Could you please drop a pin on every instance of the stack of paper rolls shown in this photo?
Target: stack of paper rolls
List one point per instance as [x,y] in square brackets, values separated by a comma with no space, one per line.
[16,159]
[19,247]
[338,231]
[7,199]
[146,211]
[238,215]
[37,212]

◆ ◆ ◆

▸ **WHAT YOU ARE ASKED TO DO**: Print each line of the records above verbatim, keeping their original order.

▸ **COMPLETE OUTPUT**:
Could you please drop a pin on every instance of the stack of paper rolls shown in this photo?
Target: stack of paper rolls
List one point per instance as [x,y] in square brackets, values separated by a comma with no space, one per line.
[16,159]
[19,247]
[338,231]
[7,199]
[146,211]
[238,215]
[37,212]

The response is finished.